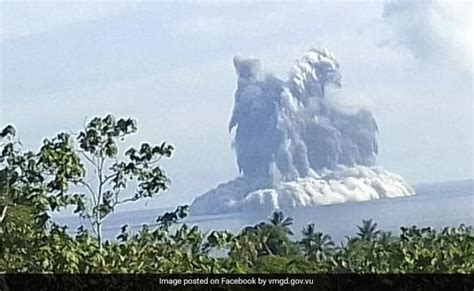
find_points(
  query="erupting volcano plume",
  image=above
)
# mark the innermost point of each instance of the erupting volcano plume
(294, 148)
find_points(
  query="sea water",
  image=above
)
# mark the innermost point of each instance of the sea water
(436, 205)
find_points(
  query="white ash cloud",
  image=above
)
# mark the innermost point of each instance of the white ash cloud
(294, 148)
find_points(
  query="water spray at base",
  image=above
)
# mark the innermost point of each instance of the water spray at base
(294, 147)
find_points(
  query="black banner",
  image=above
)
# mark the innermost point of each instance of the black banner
(52, 282)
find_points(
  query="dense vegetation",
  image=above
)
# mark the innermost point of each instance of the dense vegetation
(88, 172)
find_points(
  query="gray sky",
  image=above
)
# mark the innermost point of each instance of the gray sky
(170, 67)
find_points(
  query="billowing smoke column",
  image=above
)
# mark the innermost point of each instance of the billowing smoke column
(295, 148)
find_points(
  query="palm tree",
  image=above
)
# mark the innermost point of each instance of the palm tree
(279, 220)
(316, 244)
(368, 230)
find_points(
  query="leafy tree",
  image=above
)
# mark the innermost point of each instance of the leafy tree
(368, 230)
(99, 146)
(317, 246)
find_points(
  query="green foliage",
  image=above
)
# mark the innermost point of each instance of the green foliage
(33, 185)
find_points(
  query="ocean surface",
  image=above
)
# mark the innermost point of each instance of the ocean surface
(437, 205)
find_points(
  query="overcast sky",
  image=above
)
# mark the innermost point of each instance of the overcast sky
(170, 67)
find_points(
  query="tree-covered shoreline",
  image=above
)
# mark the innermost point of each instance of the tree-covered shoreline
(34, 184)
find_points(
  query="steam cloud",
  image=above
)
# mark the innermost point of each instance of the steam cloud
(294, 148)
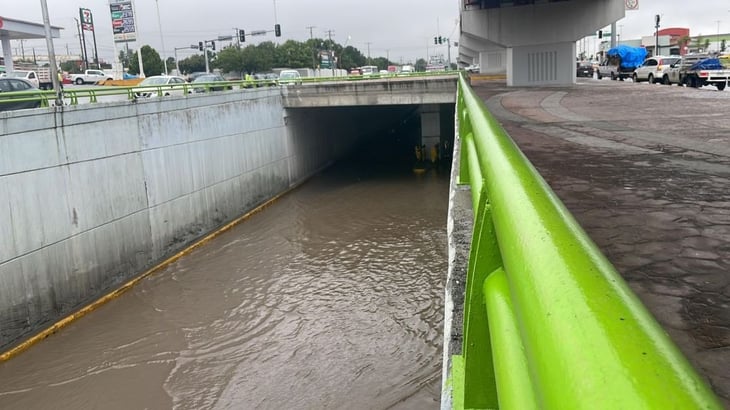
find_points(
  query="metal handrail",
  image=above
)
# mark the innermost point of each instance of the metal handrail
(74, 95)
(549, 322)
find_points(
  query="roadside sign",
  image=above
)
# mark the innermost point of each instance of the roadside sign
(123, 23)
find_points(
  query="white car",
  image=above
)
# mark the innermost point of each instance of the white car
(653, 68)
(161, 85)
(290, 77)
(29, 76)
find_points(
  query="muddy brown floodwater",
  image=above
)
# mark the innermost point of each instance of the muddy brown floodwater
(330, 298)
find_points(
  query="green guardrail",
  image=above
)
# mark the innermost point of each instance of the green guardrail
(73, 96)
(548, 322)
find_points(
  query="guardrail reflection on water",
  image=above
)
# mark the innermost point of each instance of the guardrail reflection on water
(548, 322)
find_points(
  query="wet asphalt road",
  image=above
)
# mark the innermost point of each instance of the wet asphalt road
(645, 168)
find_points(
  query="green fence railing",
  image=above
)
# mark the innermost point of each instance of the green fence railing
(75, 95)
(548, 322)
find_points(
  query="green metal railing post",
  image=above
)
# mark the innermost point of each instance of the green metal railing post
(565, 331)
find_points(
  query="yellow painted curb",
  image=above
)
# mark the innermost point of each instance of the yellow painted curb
(487, 77)
(130, 284)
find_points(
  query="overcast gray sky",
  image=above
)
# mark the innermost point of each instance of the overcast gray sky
(400, 29)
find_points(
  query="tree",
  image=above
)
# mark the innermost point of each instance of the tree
(150, 59)
(260, 58)
(381, 62)
(292, 54)
(230, 60)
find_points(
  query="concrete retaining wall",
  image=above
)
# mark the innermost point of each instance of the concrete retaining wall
(92, 195)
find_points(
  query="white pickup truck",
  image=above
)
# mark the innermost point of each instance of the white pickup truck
(38, 76)
(691, 72)
(89, 77)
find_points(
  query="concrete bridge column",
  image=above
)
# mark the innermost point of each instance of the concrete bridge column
(543, 64)
(430, 125)
(7, 54)
(491, 57)
(539, 37)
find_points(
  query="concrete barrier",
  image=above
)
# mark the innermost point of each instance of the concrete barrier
(95, 194)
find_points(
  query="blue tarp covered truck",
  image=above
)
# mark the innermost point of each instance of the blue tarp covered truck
(621, 61)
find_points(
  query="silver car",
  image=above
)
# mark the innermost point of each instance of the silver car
(652, 69)
(161, 85)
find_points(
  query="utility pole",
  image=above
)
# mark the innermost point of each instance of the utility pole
(162, 38)
(51, 54)
(314, 49)
(718, 35)
(329, 51)
(81, 43)
(96, 51)
(656, 35)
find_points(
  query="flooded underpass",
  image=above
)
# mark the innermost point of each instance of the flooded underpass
(331, 297)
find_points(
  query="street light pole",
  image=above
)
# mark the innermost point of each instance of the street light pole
(51, 53)
(162, 39)
(656, 35)
(718, 35)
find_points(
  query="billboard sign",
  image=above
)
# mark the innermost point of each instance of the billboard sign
(87, 20)
(123, 24)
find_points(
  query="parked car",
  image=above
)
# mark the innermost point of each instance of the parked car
(652, 69)
(161, 85)
(192, 76)
(287, 77)
(9, 84)
(199, 87)
(584, 69)
(265, 79)
(29, 76)
(697, 70)
(89, 77)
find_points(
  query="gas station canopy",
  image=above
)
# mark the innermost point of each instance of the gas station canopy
(23, 30)
(11, 29)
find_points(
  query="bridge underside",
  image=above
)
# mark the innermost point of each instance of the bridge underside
(532, 41)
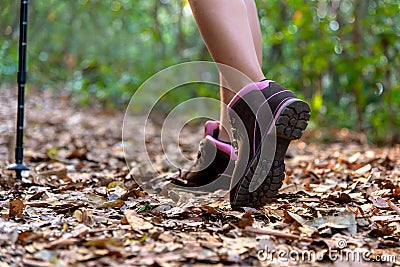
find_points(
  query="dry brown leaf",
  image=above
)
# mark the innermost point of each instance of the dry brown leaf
(136, 222)
(246, 220)
(111, 244)
(16, 208)
(134, 193)
(61, 242)
(112, 204)
(379, 202)
(393, 206)
(210, 209)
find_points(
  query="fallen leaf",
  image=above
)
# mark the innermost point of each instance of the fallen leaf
(379, 202)
(393, 206)
(246, 220)
(16, 208)
(111, 244)
(112, 204)
(136, 222)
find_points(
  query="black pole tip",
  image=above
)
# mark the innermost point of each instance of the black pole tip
(18, 168)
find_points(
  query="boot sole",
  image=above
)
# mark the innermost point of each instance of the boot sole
(289, 125)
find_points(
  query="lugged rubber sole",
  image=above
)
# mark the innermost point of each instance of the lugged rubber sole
(289, 125)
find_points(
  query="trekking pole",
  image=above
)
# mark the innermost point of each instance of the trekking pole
(18, 166)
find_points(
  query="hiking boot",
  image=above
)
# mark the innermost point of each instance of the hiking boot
(265, 117)
(214, 164)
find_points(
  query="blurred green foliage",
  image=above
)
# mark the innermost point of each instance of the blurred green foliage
(341, 55)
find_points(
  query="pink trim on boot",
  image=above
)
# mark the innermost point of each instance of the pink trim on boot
(224, 147)
(210, 127)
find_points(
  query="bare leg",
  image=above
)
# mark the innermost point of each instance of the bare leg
(226, 31)
(252, 21)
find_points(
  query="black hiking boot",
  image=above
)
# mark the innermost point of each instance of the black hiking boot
(265, 117)
(214, 164)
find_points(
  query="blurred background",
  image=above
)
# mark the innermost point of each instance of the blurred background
(343, 56)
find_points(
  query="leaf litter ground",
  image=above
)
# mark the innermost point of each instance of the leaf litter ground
(80, 205)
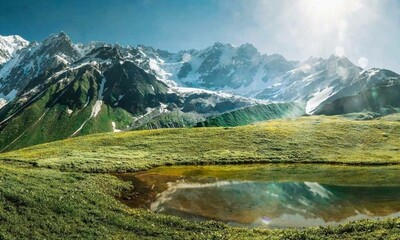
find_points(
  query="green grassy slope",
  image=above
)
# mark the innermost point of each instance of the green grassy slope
(47, 119)
(307, 140)
(49, 204)
(254, 114)
(39, 199)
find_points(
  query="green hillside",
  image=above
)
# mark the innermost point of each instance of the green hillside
(254, 114)
(50, 190)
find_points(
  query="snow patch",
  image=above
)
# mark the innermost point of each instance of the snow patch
(318, 98)
(115, 127)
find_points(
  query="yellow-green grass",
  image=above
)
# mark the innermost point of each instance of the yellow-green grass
(304, 140)
(51, 191)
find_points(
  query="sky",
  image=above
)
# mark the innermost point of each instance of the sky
(365, 31)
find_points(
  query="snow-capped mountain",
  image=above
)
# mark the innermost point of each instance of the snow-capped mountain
(9, 45)
(244, 71)
(94, 88)
(99, 87)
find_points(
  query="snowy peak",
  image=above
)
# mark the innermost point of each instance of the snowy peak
(9, 45)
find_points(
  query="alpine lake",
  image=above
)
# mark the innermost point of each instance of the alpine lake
(268, 195)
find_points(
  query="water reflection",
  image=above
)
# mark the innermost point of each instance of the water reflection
(280, 203)
(277, 205)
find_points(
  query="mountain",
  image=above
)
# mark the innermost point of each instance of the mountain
(253, 114)
(376, 90)
(65, 90)
(244, 71)
(9, 45)
(56, 89)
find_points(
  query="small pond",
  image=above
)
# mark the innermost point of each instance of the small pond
(268, 195)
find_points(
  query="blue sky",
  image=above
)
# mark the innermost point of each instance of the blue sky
(366, 31)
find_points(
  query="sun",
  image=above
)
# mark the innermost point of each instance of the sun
(325, 9)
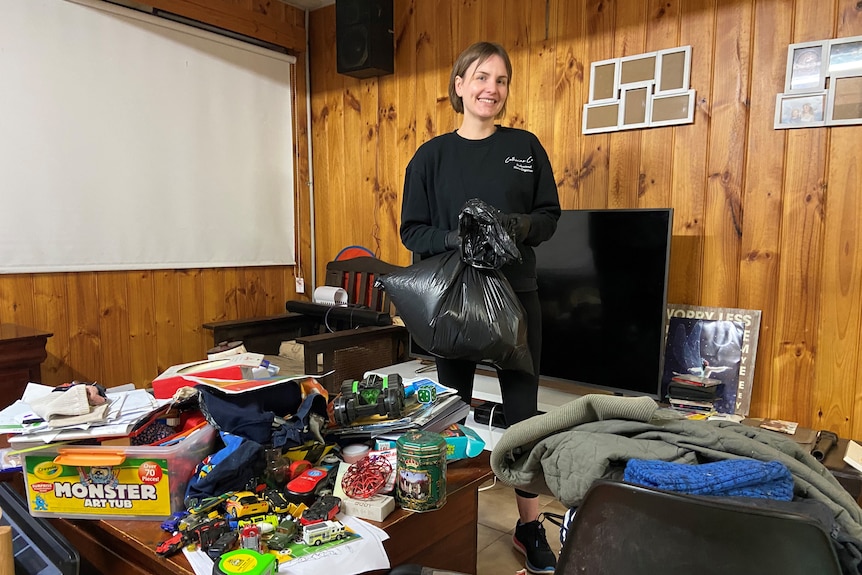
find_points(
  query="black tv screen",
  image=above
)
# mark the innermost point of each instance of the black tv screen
(603, 290)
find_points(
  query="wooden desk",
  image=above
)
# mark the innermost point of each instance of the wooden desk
(22, 351)
(445, 538)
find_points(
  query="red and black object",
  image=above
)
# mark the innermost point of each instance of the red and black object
(310, 483)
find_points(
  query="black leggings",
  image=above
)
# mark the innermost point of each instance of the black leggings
(519, 390)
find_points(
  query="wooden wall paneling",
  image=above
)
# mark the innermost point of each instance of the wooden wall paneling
(114, 328)
(190, 290)
(838, 367)
(467, 20)
(801, 247)
(595, 177)
(836, 385)
(656, 153)
(168, 314)
(267, 20)
(625, 175)
(762, 196)
(571, 77)
(16, 300)
(517, 40)
(50, 304)
(723, 218)
(328, 196)
(541, 68)
(690, 146)
(85, 339)
(405, 94)
(144, 364)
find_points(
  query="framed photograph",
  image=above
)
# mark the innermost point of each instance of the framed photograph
(715, 343)
(845, 99)
(604, 80)
(601, 118)
(806, 67)
(638, 69)
(673, 70)
(635, 111)
(845, 55)
(669, 110)
(800, 110)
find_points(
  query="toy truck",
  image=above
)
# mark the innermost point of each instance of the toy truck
(323, 532)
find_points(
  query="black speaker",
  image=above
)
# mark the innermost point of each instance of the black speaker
(364, 39)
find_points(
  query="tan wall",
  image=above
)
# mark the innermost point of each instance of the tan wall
(764, 219)
(753, 227)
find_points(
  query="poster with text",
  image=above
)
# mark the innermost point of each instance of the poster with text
(720, 343)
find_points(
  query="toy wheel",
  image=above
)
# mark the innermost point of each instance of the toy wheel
(347, 387)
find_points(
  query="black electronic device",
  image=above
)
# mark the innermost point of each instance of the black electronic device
(603, 291)
(38, 547)
(374, 395)
(364, 38)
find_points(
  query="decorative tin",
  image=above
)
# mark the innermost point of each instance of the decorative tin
(421, 471)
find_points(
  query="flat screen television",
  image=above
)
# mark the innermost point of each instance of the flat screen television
(603, 291)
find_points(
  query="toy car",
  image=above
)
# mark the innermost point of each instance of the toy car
(276, 500)
(223, 544)
(245, 503)
(374, 395)
(326, 507)
(172, 523)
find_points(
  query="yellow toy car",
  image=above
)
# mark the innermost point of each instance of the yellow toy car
(245, 503)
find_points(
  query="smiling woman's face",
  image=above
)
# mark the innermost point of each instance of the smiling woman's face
(484, 88)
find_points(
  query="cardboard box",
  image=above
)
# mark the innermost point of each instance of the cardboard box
(102, 482)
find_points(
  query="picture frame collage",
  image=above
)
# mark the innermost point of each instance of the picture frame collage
(639, 91)
(823, 84)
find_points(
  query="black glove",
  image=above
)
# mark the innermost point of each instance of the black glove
(453, 240)
(518, 226)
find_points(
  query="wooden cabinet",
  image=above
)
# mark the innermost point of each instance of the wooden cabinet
(22, 351)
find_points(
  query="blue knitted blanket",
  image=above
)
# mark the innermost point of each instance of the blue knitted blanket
(730, 477)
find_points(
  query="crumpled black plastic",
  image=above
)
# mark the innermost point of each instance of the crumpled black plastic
(485, 242)
(467, 311)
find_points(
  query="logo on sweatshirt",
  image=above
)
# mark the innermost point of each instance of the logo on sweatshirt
(522, 165)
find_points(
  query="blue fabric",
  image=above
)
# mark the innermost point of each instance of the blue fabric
(731, 477)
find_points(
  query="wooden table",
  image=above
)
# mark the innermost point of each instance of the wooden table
(22, 351)
(444, 539)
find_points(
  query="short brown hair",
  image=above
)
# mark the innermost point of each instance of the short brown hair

* * * * *

**WRITTEN TASK:**
Pick out every line of the listing above that contains the string "hiking", treating case as significant.

**RESULT FOR THIS EXERCISE:**
  query="hiking boot",
# mark the innermost point of each instance of the hiking boot
  query="black hiking boot",
# mark the innermost point of each instance of the black hiking boot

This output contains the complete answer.